Google Cloud Bigquery extract file input plugin for Embulk

development version.

Overview

Plugin type: file input
Resume supported: no
Cleanup supported: yes

Detail

Read files stored in Google Cloud Storage, that exported from Google Cloud Bigquery's table or query result.

Maybe solution for very big data in bigquery.

If you set table config without query config, then just extract table to Google Cloud Storage.

If you set query config, then query result save to temp table and then extracted that temp table to Google Cloud Storage uri. see : https://cloud.google.com/bigquery/docs/reference/rest/v2/jobs#configuration.extract

Usage

Install plugin

embulk gem install embulk-input-bigquery_extract_files

rubygem url : https://rubygems.org/profiles/jo8937

Configuration

project: Google Cloud Platform (gcp) project id (string, required)
json_keyfile: gcp service account's private key with json (string, required)
gcs_uri: bigquery result saved uri. bucket and path names parsed from this uri. (string, required)
temp_local_path: extract files download directory in local machine (string, required)
dataset: target datasource dataset (string, default: null)
table: target datasource table. either query or table are required. (string, default: null)
query: target datasource query. either query or table are required. (string, default: null)
temp_dataset: if you use query param, query result saved here (string, default: null)
temp_table: if you use query param, query result saved here. if not set, plugin generate temp name (string, default: null)
use_legacy_sql: if you use query param, see : https://cloud.google.com/bigquery/docs/reference/rest/v2/jobs#configuration.query.useLegacySql (string, default: false)
cache: if you use query param, see : https://cloud.google.com/bigquery/docs/reference/rest/v2/jobs#configuration.query.useQueryCache (string, default: true)
create_disposition: if you use query param, see : https://cloud.google.com/bigquery/docs/reference/rest/v2/jobs#configuration.query.createDisposition (string, default: CREATE_IF_NEEDED)
write_disposition: if you use query param, see : https://cloud.google.com/bigquery/docs/reference/rest/v2/jobs#configuration.query.writeDisposition (string, default: WRITE_APPEND)

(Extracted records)

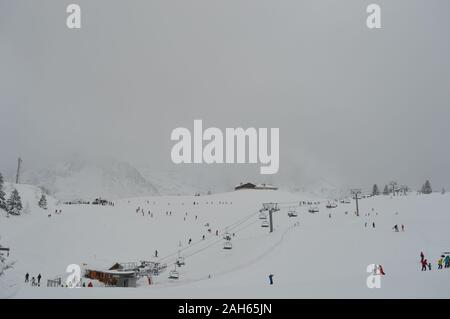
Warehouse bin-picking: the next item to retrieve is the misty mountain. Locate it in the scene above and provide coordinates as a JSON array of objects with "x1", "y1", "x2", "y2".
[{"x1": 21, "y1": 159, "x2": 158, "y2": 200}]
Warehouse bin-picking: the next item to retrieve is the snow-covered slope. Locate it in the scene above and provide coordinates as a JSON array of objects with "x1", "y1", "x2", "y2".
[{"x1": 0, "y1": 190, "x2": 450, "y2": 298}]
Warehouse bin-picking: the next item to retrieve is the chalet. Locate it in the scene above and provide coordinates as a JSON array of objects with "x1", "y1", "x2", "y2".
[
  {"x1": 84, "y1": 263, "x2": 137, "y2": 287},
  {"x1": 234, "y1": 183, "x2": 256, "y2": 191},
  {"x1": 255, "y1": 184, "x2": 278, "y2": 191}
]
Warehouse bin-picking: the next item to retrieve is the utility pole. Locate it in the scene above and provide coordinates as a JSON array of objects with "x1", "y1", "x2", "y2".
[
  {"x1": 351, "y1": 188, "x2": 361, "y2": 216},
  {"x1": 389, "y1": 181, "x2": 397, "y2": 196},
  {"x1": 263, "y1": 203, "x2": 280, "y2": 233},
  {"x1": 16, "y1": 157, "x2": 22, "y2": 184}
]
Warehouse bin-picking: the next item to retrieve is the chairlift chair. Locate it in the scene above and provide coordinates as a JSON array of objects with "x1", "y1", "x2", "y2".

▶ _Your goal_
In the plugin documentation, what is the default value of the write_disposition setting?

▶ _Solution to the problem_
WRITE_APPEND